** Opening Information given block **

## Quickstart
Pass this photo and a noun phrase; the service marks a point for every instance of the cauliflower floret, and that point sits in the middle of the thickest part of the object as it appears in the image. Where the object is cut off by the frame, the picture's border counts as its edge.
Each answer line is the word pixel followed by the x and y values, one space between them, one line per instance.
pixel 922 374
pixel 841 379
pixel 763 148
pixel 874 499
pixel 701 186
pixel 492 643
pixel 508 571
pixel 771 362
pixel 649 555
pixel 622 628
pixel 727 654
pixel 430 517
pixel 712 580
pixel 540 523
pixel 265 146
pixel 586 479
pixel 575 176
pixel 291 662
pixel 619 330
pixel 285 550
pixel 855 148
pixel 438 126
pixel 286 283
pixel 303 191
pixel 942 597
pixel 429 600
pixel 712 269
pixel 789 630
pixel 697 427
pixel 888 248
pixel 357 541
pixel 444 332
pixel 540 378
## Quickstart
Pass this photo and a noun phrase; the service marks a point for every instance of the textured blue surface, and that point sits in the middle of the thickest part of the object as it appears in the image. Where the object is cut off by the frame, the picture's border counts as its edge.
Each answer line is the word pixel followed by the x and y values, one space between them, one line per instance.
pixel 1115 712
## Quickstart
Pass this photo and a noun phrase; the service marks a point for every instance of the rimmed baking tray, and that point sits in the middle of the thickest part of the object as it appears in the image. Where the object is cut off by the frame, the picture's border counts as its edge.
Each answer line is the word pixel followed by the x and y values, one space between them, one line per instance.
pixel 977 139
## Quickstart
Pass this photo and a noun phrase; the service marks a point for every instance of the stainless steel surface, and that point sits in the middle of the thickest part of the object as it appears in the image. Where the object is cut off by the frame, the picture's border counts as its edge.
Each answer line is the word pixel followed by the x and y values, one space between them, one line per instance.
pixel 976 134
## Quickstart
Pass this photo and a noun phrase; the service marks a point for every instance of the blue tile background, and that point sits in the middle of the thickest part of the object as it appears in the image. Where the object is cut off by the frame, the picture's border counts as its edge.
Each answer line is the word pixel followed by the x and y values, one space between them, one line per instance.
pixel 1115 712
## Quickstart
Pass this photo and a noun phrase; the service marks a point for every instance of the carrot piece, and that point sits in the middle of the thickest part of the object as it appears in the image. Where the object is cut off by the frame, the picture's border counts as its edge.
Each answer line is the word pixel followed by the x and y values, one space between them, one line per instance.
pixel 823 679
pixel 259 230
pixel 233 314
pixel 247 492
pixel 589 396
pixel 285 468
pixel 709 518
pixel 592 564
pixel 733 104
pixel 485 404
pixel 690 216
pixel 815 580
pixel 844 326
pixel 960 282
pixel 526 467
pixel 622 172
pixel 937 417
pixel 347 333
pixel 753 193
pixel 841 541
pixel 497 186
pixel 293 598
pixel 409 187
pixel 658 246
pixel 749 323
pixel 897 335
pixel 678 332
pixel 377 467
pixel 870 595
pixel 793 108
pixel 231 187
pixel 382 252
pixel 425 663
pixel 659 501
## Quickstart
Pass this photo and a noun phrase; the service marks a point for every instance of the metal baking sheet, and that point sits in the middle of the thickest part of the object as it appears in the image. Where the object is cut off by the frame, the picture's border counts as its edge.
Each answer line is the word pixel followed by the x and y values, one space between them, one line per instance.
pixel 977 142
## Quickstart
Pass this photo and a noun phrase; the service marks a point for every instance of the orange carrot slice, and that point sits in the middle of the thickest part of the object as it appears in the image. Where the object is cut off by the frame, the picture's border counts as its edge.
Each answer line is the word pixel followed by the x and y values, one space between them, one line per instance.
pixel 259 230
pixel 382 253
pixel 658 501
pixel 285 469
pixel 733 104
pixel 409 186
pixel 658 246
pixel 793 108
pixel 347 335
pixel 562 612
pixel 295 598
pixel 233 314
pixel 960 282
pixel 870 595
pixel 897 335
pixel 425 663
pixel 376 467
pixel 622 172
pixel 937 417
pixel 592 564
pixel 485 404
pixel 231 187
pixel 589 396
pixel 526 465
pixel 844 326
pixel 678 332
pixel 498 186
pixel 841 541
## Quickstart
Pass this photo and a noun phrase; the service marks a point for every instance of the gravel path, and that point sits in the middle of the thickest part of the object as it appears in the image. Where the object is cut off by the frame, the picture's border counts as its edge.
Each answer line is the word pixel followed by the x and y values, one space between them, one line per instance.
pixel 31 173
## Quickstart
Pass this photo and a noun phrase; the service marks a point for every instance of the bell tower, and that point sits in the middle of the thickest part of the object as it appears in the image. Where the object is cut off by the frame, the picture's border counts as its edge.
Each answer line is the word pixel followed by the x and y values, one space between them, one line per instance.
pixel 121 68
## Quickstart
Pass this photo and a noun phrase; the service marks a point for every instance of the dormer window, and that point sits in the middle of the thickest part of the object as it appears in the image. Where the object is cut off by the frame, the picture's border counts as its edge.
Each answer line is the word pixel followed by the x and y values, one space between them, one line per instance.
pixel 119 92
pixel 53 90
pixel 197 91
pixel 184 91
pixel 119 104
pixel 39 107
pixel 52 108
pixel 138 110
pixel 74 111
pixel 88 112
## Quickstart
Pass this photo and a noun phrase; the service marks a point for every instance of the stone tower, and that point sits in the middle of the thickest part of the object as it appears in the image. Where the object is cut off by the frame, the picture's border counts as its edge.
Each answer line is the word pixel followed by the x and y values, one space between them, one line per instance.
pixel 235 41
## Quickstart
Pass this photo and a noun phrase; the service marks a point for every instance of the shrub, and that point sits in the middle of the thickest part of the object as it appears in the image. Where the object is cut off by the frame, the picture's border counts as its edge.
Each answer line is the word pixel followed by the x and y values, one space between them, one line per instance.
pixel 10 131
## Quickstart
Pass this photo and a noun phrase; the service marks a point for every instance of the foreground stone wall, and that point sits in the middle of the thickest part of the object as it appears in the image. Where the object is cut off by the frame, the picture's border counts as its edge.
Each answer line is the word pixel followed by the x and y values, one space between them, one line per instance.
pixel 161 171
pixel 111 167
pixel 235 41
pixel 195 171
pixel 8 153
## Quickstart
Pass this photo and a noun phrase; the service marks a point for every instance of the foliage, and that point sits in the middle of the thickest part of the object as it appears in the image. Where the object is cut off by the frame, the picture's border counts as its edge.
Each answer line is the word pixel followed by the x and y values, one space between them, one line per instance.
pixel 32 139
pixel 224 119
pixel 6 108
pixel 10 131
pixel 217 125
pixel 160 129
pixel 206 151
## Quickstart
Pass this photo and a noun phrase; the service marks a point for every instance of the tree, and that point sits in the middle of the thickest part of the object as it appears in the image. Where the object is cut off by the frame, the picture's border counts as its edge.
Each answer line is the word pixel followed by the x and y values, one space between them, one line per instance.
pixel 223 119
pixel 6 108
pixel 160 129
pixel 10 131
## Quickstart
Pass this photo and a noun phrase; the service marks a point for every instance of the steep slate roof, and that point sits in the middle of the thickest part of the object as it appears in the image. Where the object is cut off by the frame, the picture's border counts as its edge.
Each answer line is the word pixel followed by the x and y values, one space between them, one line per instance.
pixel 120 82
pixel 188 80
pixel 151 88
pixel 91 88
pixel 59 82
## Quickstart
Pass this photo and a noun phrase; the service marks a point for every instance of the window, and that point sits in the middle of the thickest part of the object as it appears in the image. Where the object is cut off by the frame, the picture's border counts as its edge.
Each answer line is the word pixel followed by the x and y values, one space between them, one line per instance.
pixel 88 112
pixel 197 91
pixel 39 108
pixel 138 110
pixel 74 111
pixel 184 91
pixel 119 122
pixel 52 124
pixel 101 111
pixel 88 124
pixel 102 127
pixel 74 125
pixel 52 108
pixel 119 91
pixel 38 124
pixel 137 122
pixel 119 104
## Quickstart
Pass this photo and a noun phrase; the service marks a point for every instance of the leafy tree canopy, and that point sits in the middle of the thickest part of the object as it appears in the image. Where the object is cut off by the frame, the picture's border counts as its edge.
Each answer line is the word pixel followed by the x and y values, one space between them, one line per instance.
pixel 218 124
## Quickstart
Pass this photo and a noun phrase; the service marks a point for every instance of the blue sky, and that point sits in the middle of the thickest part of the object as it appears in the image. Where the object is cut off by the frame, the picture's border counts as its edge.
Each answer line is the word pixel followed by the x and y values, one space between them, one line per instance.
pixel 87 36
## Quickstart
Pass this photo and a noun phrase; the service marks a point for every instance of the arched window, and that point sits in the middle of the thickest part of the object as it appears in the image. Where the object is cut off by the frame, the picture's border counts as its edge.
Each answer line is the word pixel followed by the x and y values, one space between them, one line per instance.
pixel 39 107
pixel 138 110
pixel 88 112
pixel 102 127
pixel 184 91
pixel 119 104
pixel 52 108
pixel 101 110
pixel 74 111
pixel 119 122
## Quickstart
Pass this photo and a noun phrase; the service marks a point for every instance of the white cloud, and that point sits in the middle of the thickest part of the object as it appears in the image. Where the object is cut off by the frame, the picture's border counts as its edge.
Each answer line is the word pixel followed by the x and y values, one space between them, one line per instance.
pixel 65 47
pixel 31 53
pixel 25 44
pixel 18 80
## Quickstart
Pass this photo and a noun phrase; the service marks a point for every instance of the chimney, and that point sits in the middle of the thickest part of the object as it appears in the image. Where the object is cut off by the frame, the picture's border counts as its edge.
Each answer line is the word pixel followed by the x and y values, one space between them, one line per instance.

** Closing Information given block **

**Work task:**
Each line of the data in which the string "window" appears needs to be copied.

**Response box:**
Pass this photo and a noun phrase; the service marks a point for every instance of the dormer window, and that point sits in the middle of the thickest part of the object as it appears in the image. Where the object is cut off by the frame, the picture's border counts as its edge.
Pass this photo and a noun phrase; the service marks a point for every instance of the window, and that point sits in the middle of the thickest part of the object as it appears in the image. Where the object is cut off by the frame, the picture's border counts as its edge.
Pass this photo and a noun phrase; the service marks a point for every instance of the arched window, and that point sits in the middle of the thickest part of the object as it appears in the image. Where the object is cut off by the frame, the picture's border counts as its edge.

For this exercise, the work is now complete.